Note that if we take the limit as ##M \rightarrow \infty## (or ##M >> m##), then ##V \rightarrow 0## and ##v \rightarrow -u##. And we see that, as expected, the small mass changes direction in a collision with a large object.

Now, if the small mass collides elastically with a smooth, immovable surface at some incident angle, then we assume that there is no friction in the direction tangential to the surface and an elastic collision in the direction normal to the surface. E.g. if the surface is horizontal, then: $$v_x = u_x,\ v_y = -u_y$$ And this gives us directly that the angle of reflection is equal to the angle of incicence.

Also notice what MV goes to in the limit.

@Rikudo you're making this way too complicated. First, consider an elastic collision between a mass ##m## with initial velocity ##u## and a stationary mass ##M##. After the collision we have:
$$v = \frac{m - M}{m + M}u, \ \ V = \frac{2m}{m + M}u$$ That's an exercise for you, using conservation of energy and momentum. Where ##v## is the velocity of ##m## and ##V## is the velocity of ##M## after the collision.

Note that if we take the limit as ##M \rightarrow \infty## (or ##M >> m##), then ##V \rightarrow 0## and ##v \rightarrow -u##. And we see that, as expected, the small mass changes direction in a collision with a large object.

Now, if the small mass collides elastically with a smooth, immovable surface at some incident angle, then we assume that there is no friction in the direction tangential to the surface and an elastic collision in the direction normal to the surface. E.g. if the surface is horizontal, then: $$v_x = u_x,\ v_y = -u_y$$ And this gives us directly that the angle of reflection is equal to the angle of incicence.

········

» What to do:
Resume the forum text on elastic collisions and reflection off a surface from the point where it stops. The entries that follow come from a separate source and are unrelated to the text on elastic collisions.

» Raw data:

········

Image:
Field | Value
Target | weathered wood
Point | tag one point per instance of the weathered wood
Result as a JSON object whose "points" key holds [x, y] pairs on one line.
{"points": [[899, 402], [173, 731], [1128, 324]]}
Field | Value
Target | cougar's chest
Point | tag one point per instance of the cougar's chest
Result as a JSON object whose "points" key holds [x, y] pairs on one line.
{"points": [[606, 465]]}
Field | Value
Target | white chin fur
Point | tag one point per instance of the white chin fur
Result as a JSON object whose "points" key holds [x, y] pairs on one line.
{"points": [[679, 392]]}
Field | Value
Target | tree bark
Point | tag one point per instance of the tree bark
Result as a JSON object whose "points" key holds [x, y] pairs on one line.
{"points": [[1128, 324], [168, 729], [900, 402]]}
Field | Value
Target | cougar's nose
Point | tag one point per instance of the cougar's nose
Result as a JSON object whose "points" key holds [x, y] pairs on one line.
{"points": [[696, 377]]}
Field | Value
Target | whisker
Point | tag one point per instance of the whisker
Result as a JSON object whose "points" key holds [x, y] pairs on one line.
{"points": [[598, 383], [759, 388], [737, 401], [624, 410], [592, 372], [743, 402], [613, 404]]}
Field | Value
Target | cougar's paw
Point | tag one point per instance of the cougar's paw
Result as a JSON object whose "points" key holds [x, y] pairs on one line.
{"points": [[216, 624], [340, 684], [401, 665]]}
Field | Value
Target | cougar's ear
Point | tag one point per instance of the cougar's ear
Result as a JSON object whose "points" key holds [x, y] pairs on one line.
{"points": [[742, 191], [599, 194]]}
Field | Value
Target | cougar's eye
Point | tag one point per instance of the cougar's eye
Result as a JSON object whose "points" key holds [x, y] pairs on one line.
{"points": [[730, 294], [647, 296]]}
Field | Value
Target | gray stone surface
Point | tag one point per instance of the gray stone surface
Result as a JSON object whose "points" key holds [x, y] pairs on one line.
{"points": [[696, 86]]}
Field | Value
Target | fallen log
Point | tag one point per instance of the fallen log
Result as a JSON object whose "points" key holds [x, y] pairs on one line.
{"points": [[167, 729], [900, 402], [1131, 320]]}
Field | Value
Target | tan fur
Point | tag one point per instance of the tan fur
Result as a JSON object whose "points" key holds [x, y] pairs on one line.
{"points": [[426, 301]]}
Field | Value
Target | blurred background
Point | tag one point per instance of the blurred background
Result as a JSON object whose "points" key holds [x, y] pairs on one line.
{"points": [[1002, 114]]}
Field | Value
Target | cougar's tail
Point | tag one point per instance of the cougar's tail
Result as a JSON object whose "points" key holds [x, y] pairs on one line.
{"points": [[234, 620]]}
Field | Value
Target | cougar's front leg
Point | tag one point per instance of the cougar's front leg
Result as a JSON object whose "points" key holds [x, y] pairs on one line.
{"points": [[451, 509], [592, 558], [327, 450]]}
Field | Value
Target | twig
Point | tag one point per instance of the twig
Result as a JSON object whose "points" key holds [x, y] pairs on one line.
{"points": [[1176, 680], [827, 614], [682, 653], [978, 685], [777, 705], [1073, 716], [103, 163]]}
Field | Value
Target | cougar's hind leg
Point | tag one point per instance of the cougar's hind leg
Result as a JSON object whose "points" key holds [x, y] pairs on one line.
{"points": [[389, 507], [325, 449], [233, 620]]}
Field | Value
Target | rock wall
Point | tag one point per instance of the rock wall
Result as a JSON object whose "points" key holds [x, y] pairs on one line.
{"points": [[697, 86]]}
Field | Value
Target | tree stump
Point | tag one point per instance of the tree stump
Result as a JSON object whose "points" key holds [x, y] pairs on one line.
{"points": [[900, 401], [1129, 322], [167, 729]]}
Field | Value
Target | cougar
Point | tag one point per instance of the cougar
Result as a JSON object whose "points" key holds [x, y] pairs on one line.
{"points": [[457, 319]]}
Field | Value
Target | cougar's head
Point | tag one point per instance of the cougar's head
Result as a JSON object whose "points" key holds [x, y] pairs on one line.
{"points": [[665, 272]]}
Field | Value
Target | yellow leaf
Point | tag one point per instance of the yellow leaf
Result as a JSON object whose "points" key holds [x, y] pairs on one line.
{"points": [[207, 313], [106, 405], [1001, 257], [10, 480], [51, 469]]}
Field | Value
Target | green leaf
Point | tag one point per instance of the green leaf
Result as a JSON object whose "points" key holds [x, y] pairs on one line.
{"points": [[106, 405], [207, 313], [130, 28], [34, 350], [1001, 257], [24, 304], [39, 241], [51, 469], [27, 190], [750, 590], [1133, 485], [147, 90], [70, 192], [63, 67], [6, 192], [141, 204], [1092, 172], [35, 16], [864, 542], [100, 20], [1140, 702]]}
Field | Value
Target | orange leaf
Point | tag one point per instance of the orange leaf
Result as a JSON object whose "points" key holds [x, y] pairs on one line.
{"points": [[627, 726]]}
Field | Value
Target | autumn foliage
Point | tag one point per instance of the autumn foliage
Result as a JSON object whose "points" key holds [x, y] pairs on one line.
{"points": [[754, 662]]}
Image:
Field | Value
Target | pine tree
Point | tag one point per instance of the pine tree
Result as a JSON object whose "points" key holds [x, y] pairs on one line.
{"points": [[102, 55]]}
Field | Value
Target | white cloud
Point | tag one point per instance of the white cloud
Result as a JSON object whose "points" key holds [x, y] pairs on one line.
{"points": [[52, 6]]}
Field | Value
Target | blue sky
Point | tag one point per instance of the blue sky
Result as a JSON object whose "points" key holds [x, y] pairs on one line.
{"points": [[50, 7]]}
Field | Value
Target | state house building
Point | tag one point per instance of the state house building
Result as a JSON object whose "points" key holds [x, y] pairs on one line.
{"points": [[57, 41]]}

········

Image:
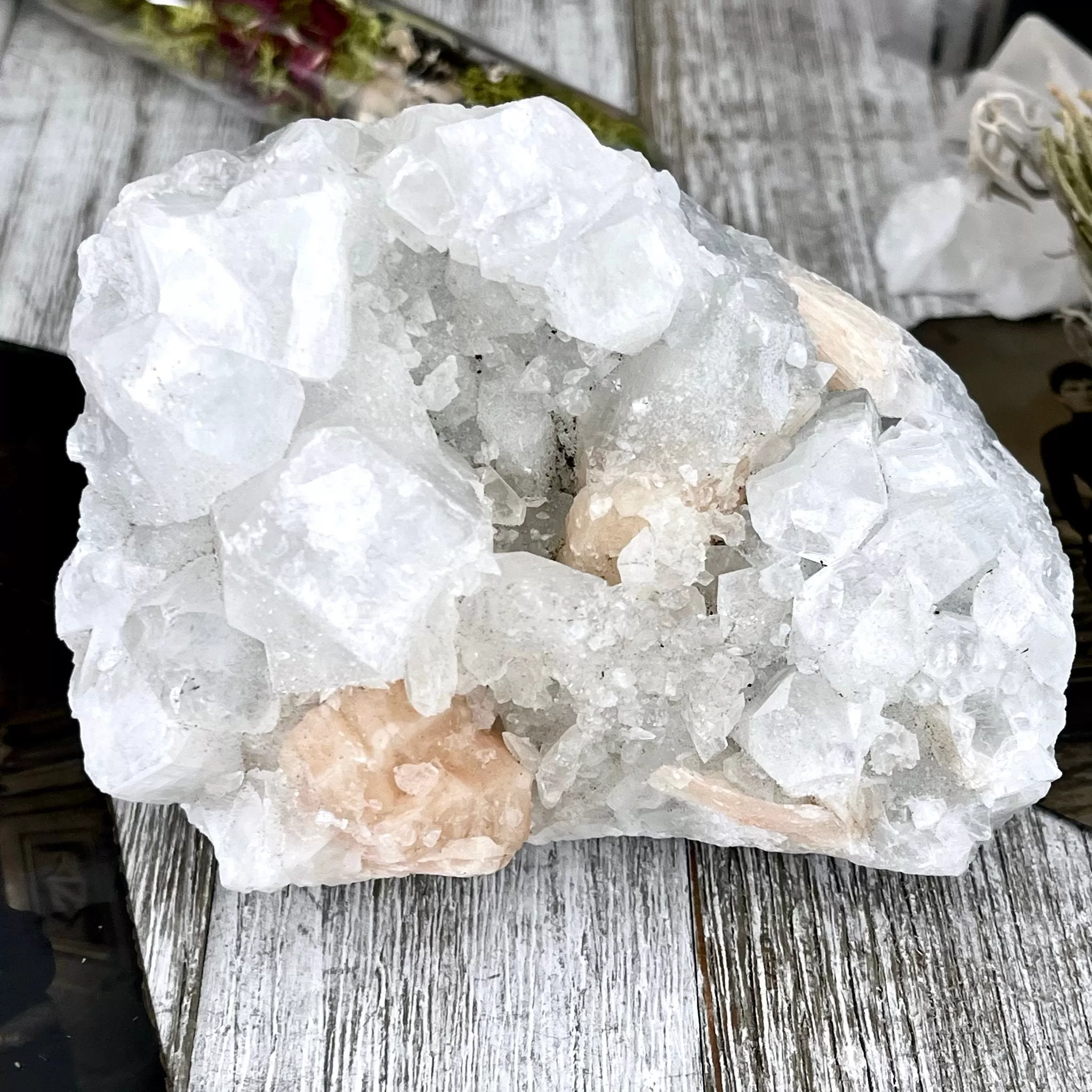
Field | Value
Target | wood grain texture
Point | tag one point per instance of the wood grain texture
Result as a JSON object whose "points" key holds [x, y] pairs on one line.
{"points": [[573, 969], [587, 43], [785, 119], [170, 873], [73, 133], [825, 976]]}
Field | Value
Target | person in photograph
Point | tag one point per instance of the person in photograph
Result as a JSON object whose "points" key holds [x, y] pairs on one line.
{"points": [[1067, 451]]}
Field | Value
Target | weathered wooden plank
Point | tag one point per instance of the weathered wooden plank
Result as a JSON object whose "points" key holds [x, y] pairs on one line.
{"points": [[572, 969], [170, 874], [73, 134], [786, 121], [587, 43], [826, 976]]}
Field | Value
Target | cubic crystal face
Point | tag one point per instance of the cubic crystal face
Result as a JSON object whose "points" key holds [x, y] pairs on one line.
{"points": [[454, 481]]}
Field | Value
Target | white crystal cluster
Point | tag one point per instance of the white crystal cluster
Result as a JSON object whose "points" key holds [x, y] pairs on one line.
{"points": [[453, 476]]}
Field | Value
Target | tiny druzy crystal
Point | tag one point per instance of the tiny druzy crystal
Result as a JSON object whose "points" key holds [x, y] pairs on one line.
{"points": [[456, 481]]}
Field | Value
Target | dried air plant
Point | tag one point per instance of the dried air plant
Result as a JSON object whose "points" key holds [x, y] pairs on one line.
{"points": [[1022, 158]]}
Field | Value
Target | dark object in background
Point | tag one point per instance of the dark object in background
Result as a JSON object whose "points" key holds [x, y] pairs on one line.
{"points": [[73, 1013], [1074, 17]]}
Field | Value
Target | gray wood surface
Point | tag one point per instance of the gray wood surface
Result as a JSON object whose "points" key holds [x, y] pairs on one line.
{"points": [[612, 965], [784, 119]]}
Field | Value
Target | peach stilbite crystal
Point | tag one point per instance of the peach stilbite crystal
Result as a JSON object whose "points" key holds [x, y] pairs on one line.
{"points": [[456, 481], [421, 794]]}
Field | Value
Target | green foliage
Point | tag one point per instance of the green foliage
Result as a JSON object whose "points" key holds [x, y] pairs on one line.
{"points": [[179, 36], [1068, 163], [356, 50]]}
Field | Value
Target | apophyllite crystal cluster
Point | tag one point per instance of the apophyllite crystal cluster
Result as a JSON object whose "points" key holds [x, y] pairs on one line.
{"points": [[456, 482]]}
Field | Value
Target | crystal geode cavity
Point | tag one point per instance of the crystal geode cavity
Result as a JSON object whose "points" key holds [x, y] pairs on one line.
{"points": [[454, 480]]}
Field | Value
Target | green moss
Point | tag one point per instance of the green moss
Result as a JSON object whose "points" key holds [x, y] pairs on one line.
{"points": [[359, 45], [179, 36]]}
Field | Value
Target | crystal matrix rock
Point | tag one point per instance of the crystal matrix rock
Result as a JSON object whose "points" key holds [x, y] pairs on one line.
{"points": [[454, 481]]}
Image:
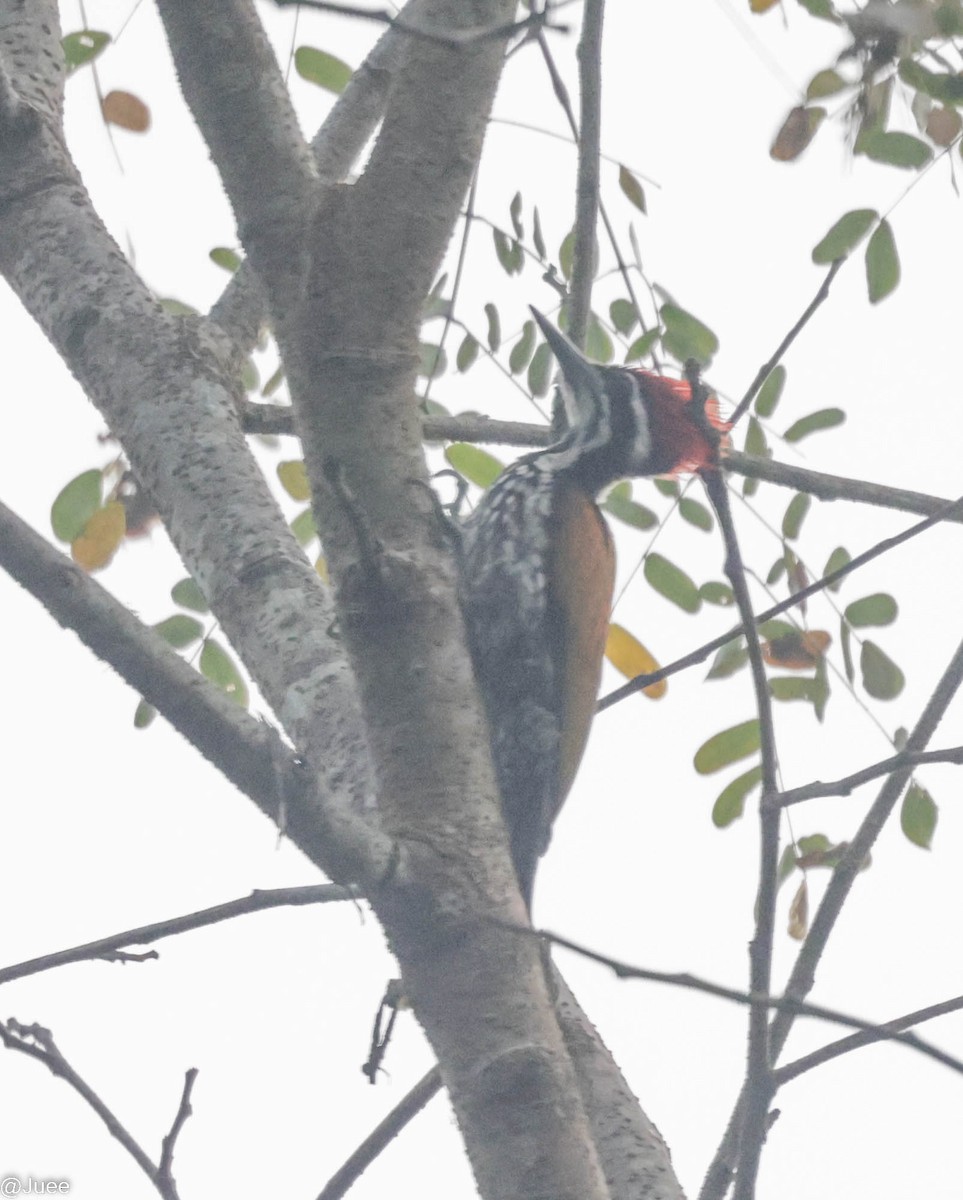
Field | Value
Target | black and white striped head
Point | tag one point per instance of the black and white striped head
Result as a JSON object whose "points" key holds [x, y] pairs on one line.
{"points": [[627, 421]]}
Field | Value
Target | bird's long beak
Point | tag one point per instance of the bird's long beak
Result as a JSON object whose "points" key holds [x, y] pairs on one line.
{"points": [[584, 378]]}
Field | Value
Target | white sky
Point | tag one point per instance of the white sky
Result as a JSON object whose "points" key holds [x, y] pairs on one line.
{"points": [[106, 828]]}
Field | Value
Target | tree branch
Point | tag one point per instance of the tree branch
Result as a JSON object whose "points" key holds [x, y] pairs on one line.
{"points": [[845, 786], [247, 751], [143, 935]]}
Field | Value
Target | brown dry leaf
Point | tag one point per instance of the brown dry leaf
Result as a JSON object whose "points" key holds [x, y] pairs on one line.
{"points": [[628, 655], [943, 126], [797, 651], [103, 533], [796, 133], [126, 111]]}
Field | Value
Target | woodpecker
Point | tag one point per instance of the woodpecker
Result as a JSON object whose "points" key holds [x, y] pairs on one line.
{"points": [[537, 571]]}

········

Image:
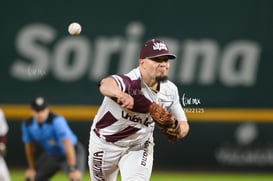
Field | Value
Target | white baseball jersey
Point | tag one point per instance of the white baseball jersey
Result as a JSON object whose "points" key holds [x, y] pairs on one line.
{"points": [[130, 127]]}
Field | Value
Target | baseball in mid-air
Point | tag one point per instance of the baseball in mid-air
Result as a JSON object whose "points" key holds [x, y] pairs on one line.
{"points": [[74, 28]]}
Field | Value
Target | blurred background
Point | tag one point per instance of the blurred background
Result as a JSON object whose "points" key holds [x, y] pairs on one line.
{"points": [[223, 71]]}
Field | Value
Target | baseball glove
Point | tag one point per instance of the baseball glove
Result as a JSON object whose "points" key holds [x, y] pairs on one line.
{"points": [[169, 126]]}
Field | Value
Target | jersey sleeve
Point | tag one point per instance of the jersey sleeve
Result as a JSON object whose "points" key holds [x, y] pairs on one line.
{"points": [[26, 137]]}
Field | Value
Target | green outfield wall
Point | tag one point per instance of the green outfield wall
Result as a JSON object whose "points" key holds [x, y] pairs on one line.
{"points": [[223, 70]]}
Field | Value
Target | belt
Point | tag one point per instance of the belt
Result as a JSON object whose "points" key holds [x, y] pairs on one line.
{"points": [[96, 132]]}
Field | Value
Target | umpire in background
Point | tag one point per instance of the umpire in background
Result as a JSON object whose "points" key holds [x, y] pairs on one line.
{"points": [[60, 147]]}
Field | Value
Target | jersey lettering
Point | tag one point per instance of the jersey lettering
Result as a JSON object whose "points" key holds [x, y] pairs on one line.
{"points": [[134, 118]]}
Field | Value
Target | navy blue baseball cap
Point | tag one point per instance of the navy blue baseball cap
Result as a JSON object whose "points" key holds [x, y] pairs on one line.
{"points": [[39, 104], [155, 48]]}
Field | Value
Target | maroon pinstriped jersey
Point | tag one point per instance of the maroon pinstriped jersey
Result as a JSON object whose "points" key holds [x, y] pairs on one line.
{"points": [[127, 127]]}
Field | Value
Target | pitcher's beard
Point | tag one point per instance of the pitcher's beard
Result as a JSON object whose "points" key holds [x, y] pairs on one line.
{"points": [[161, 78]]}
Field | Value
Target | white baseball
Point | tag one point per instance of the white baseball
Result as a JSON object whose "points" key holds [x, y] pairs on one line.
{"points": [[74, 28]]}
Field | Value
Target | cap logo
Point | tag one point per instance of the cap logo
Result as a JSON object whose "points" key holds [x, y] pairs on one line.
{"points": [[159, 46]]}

········

» Response to this task:
Yes, I am also aware of this method. I notice that when using conservation of energy to create this formula, we always uses velocity that is normal to the surface (Obviously,the reason is that there is an action-reaction force that works on both masses in that direction).This reason also applies to the velocity in tangential direction (Because there is no friction,there is no action-reaction force working on both object in tangential direction. As a result, the velocity in that direction does not change after collision ).

I agree with you that my method is really complicated. one of the reasons I use the method is to prove my theory, that is using ##x## and ##y## direction of cartesian on the conservation of energy will yields the same result.

Infinity times 0 is not always undefined it might be something finite and I think such is the case here, it is ##M\Delta V_{x_M}## where M is very big but ##\Delta V_{x_M}## is very small. When you multiply something very big by something very small you usually get something in between, that is something medium if I can put it this way.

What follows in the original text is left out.